──────── RECORD EXCERPTS

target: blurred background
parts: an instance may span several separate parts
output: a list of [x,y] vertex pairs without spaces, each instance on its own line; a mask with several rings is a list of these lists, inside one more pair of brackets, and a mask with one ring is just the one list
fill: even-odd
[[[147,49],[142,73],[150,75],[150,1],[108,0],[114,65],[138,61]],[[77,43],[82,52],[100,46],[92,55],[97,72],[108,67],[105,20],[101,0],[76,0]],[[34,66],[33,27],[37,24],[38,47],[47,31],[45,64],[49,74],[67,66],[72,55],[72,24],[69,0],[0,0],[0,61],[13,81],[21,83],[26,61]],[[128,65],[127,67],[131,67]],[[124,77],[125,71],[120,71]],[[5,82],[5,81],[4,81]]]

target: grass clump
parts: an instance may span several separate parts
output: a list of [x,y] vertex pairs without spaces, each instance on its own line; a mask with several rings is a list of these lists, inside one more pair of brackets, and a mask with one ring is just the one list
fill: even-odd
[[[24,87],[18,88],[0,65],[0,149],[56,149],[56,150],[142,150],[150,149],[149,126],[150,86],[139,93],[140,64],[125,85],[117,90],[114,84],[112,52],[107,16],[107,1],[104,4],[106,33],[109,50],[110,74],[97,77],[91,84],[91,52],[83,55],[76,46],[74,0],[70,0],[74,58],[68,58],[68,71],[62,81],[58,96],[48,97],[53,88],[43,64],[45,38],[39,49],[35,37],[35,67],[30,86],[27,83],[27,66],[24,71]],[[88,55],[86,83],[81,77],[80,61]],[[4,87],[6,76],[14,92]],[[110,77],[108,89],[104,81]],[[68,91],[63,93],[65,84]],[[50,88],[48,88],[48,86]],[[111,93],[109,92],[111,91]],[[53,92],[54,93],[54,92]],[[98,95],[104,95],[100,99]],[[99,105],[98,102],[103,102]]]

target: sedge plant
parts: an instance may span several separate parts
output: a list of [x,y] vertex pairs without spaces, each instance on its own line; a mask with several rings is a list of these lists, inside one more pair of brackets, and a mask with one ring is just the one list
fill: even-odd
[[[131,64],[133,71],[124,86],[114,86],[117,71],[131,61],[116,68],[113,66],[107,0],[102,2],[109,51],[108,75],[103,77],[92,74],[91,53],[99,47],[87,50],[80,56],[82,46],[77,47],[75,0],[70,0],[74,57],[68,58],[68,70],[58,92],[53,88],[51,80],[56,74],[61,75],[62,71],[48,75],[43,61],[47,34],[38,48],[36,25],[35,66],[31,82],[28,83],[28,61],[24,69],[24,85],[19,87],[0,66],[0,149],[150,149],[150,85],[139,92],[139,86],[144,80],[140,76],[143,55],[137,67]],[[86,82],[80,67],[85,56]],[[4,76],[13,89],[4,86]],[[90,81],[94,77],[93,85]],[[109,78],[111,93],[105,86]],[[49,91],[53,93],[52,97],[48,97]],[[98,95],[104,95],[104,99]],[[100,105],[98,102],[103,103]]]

────────────────
──────── RECORD EXCERPTS

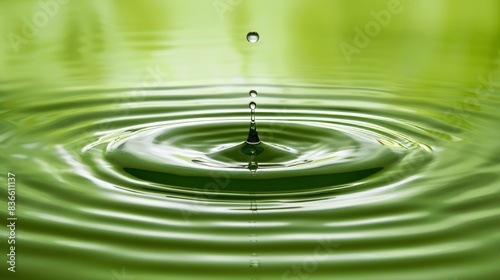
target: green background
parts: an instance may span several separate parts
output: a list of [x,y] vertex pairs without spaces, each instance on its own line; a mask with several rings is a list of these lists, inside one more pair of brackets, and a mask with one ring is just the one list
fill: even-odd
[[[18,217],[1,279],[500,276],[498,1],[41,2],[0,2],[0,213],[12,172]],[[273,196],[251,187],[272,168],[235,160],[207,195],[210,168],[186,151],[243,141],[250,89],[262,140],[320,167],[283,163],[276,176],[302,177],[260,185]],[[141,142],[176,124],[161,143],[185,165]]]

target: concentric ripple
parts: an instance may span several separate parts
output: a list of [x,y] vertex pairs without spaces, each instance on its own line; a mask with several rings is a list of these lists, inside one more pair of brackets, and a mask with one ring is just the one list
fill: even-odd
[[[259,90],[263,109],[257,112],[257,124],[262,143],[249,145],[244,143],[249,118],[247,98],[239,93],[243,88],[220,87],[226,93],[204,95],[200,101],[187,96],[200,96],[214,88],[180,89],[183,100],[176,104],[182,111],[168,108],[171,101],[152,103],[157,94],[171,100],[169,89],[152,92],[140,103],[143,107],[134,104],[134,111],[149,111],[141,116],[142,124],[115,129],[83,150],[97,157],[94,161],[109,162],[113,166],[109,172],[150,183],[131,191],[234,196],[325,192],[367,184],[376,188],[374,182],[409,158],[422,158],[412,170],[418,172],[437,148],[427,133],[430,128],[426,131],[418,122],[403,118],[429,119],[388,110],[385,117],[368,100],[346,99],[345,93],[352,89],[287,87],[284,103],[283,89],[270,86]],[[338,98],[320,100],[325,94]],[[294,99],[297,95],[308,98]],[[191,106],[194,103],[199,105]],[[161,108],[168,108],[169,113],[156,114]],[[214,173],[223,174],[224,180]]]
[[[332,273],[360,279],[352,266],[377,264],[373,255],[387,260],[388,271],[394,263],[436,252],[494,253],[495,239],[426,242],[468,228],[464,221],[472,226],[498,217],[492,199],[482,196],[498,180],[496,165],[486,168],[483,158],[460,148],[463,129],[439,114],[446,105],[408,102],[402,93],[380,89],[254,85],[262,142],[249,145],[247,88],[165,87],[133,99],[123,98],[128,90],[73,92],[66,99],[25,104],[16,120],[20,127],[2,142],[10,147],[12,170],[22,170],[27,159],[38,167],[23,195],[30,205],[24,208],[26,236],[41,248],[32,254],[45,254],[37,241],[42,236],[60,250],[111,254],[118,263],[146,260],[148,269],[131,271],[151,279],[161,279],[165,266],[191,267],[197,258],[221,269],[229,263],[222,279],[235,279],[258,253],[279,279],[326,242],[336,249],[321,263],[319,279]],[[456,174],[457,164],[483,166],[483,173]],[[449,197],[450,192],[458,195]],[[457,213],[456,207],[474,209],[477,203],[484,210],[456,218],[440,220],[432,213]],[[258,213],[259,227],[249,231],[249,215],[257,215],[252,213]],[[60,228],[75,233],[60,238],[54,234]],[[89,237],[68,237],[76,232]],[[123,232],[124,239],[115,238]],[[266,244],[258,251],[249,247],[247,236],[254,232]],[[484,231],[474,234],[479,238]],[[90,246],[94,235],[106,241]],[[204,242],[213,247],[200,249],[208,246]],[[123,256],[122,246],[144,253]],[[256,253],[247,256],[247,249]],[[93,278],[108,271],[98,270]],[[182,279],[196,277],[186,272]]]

────────────────

**WHAT THIS TASK INVOLVES**
From the material above, please return each line containing "target".

**COMPLETED TASK**
target: blurred background
target: grass clump
target: sedge plant
target: green background
target: concentric ripple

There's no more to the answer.